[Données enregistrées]
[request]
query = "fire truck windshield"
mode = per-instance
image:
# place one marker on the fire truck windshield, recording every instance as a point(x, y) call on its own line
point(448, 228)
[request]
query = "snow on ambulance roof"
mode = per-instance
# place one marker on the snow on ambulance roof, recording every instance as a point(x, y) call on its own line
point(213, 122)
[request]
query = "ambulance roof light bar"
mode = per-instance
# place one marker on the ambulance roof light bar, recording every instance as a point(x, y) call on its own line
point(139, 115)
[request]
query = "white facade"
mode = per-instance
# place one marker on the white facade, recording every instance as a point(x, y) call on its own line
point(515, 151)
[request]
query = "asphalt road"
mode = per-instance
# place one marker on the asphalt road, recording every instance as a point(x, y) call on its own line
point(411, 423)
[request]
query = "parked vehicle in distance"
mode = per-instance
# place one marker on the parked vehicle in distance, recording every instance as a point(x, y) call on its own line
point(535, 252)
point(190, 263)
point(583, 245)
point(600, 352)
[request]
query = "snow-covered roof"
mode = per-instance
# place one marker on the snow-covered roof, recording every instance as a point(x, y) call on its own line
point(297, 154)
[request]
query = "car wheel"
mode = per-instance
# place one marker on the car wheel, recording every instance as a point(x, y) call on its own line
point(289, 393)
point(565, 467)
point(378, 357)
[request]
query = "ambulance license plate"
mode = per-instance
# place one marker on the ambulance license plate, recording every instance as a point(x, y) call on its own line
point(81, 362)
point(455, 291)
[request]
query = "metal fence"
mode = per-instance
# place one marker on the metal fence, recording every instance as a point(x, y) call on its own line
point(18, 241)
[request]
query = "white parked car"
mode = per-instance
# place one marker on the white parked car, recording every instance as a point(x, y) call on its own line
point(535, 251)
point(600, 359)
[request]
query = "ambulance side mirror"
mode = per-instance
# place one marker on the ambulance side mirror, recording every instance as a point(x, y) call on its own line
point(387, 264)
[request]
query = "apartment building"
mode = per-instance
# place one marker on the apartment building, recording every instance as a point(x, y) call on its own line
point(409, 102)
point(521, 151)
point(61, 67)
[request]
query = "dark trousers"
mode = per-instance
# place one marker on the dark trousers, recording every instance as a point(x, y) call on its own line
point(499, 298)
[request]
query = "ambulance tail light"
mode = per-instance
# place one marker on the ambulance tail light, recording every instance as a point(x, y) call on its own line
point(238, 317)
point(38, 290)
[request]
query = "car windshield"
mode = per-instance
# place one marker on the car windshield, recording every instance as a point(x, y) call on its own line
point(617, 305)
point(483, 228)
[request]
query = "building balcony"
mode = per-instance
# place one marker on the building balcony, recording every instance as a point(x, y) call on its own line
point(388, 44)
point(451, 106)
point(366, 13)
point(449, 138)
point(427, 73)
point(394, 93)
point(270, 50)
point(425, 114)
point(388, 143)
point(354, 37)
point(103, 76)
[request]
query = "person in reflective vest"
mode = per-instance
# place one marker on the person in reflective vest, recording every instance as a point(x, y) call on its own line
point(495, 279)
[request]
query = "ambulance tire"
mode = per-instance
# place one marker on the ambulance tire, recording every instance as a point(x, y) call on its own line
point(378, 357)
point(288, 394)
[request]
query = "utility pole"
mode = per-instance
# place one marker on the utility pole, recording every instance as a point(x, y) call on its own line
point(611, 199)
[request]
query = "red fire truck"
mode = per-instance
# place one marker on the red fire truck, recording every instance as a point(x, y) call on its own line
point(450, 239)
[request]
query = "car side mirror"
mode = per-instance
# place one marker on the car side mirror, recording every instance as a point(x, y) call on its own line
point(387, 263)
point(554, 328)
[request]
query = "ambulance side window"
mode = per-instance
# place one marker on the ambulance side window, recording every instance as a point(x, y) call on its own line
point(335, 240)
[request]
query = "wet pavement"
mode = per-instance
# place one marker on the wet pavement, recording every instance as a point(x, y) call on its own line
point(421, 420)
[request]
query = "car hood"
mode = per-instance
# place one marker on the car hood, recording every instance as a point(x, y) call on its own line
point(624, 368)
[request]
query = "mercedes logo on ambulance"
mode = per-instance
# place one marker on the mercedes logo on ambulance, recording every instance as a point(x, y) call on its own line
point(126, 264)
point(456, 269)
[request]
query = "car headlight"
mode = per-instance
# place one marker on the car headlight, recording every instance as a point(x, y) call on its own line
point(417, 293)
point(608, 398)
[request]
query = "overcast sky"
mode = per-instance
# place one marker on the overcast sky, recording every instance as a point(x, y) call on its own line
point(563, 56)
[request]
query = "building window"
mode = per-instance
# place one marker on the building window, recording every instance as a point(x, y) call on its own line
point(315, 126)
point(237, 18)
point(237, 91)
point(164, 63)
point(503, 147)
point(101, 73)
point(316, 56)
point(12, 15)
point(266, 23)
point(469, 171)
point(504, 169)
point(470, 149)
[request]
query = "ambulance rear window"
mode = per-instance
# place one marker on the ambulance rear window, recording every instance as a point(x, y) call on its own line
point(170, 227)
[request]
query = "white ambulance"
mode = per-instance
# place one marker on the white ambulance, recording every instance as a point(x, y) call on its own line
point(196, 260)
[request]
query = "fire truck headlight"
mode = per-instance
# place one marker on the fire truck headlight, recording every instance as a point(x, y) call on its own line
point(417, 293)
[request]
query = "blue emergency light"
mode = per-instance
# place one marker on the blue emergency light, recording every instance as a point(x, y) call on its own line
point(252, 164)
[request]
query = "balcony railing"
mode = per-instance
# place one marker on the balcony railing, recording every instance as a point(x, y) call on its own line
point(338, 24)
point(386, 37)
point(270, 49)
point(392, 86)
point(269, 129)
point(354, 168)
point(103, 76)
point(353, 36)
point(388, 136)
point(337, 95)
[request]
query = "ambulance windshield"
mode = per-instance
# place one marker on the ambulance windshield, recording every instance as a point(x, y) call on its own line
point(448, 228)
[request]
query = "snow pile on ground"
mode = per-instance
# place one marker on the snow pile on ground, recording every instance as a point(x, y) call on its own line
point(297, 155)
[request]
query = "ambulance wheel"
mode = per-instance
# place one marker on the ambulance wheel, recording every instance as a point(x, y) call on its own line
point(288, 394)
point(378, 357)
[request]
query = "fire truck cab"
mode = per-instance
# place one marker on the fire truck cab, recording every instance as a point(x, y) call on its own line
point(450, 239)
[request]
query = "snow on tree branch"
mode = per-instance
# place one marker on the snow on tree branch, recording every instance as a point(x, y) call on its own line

> **CONSIGNE**
Recopiez les données depuis leur début jusqu'à la ligne contenant « point(600, 359) », celle-ci comprise, en substituant « paved road » à « asphalt road » partout où il figure. Le reste doit demeurer identique.

> **CORRIGÉ**
[request]
query = "fire truck windshield"
mode = per-instance
image:
# place one marker on the fire truck windshield, recording every instance as a point(x, y) call on its own line
point(448, 228)
[request]
query = "snow on ambulance roof"
mode = per-instance
# place one marker on the snow on ambulance roof, recording every instance as a point(x, y) call on its own line
point(213, 122)
[request]
query = "ambulance roof light bar"
mode = per-instance
# place one marker on the ambulance roof light bar, recording every instance as a point(x, y) call on its own line
point(139, 115)
[request]
query = "white facade"
mode = per-instance
# place one marker on the white facade, recording every instance as a point(x, y) call on its own line
point(515, 151)
[request]
query = "paved road"
mode = per-instance
# place one marker on the paved road, recording every instance as a point(x, y) call on its own line
point(411, 423)
[request]
query = "parked vehicle in distance"
mode = per-instance
# place one marker on the parked vehicle in distance, recording every instance as a point(x, y) call on its own line
point(535, 252)
point(190, 263)
point(583, 245)
point(600, 352)
[request]
query = "snow-covered roof"
mode = per-instance
# place one marker on the snow-covered roof, recording every instance as a point(x, y) call on its own line
point(297, 154)
[request]
query = "car wheel"
mode = per-instance
# place one marker on the car wheel, recording every instance as a point(x, y) call on its own line
point(289, 393)
point(565, 467)
point(378, 357)
[request]
query = "ambulance license plate"
mode = per-instance
# place one marker on the ambulance license plate, recording every instance as a point(x, y) call on its own line
point(81, 362)
point(455, 291)
[request]
query = "metal fence"
mode = per-instance
# place one marker on the metal fence, recording every instance as a point(x, y) call on its own line
point(18, 241)
[request]
query = "white parked car"
mode = per-instance
# place one marker on the white parked car, recording every instance as a point(x, y) call on its own line
point(535, 251)
point(600, 359)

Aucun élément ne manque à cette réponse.